— START Dataset content —

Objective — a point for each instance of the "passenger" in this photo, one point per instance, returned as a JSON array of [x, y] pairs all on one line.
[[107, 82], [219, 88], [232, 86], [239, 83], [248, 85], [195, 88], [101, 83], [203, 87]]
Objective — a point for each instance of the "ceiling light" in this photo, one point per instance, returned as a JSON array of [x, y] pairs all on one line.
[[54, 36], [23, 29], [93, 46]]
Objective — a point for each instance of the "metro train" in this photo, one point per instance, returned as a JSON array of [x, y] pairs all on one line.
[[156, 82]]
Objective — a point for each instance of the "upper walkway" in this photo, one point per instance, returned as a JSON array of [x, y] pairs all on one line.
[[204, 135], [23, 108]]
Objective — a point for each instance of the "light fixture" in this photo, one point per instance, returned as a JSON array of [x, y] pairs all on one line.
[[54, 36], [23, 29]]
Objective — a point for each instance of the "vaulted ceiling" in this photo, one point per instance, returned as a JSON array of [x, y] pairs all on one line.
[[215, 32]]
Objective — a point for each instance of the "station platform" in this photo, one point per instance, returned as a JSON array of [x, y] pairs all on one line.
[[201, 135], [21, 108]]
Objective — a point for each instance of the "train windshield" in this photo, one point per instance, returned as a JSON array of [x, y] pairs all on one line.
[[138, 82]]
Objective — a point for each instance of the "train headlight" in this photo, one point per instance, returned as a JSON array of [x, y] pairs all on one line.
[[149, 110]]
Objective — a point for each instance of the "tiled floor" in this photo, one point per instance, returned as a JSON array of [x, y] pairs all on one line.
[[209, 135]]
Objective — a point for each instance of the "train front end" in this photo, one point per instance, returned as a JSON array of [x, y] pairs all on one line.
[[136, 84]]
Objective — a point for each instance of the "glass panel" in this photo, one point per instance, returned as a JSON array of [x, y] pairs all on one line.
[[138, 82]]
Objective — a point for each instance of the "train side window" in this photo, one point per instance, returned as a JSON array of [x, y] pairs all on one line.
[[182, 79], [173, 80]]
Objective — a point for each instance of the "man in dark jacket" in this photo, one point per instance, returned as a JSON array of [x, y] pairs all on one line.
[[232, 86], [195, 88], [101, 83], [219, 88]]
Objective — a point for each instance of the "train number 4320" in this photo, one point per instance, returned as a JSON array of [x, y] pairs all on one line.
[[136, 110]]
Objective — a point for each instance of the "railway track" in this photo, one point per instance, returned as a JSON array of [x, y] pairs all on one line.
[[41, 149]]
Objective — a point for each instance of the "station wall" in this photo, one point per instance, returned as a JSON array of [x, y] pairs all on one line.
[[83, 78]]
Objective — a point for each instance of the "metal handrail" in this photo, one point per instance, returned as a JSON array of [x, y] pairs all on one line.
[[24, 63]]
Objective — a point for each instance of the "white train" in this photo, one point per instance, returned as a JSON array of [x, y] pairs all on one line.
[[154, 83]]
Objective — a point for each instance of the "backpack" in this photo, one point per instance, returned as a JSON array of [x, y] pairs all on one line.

— END Dataset content —

### [Task details]
Write out every entry again, keeping each line exactly the same.

### [Exercise output]
Objective — a point for each instance of the "passenger" in this photo, one point per instance, returned as a JSON array of [x, y] pairs all on one line.
[[107, 82], [219, 88], [232, 86], [239, 83], [248, 85], [195, 88], [101, 83], [203, 87]]
Objective — a point for each instance of the "ceiling light" in this photo, one point per instance, returned as a JSON array of [x, y] pairs all on one line.
[[54, 36], [23, 29], [93, 46]]
Objective — a point for each instance of the "metro train" in this photo, one point per instance, returned as a JSON array of [x, y] pairs all on one line.
[[156, 82]]
Objective — a point for each instance of the "upper walkway" in this photo, one point per instance, returned as a JSON array of [x, y] pairs all on one line.
[[204, 135], [23, 108]]
Objective — a point for each instance of the "light fixture" in this photo, one point per instance, returned as a JSON array of [x, y] pairs all on one line.
[[54, 36], [23, 29]]
Objective — a point for each instance of the "vaulted ceiling" in this photo, one point per instance, returned as a JSON array of [x, y] pairs all on one line.
[[215, 32]]
Objective — a point for each instance of the "station platform" in this photo, one point per instance, returned as a JSON array of [x, y] pairs all on one line.
[[201, 135], [21, 108]]
Objective — a point for each instance of the "train windshield" in this photo, one point per instance, returned as a JSON array of [x, y] pairs all on one line.
[[138, 82]]
Objective — a point for each instance of the "train headlight" in this photo, one point per instance, returned as a JSON array of [x, y] pairs all on one line.
[[149, 110]]
Objective — a point for each instance of the "tiled floor" in this photo, one point per instance, returned as a JSON array of [x, y] pairs all on one line.
[[209, 135]]
Objective — a point for each instance of the "train front end" in this photo, one point per instance, returned as a JSON array of [x, y] pairs all on one line.
[[136, 84]]
Objective — a point for each instance of the "glass panel" in this photo, one point per instance, returned as a JSON array of [x, y] pairs all on one line.
[[138, 82]]
Objective — a point for each instance of the "train side window" in this photo, one point per instance, returned as a JSON array of [x, y] pairs all on one line.
[[182, 79], [173, 80]]
Objective — a point for each instance of the "man in dark jacket" in this photo, one point per instance, returned as a JSON array of [x, y] pairs all on one line.
[[232, 86], [195, 88], [101, 83], [219, 88]]
Objective — a point for each instance of the "train number 4320" in this photo, one point per instance, returned as a JSON array of [x, y] pairs all on one line.
[[136, 110]]
Objective — a point for each instance of the "railway track" in this photo, one point per instance, returned as a JSON array of [x, y] pairs all on one line.
[[41, 149]]
Objective — a point for each instance of the "station wall" in this photo, one point per instance, returned as a JSON array of [x, y] pairs all on one line.
[[83, 78]]
Objective — a point for each instance of the "metal handrail" in this photo, one point per instance, returned as a JSON array of [x, y] pairs all on one line.
[[24, 63]]
Objective — a point for each instance of the "white train" in this photo, one point per instance, returned as a JSON array of [x, y] pairs all on one line.
[[154, 83]]
Objective — a point for each instance of the "backpack" in this photo, one point per instance, returned as a JSON array of [x, y] pairs all on one line.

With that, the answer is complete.